● Data excerpts
....

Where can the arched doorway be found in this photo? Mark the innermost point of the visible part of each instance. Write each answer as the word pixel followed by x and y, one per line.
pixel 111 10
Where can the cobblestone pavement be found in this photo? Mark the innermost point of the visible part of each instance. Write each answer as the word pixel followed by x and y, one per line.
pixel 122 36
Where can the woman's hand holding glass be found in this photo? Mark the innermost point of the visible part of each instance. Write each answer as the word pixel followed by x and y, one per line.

....

● Your objective
Please edit everything from the start of the records down to and including the line containing "pixel 111 10", changing "arched doorway" to "stone archway" and leaving the rest as it is. Give back only those lines.

● Task output
Where can the stone archway be found in this photo? Mark the innermost point of the visible part of each instance. Write each answer as the word pixel followed by x and y, one per line.
pixel 111 10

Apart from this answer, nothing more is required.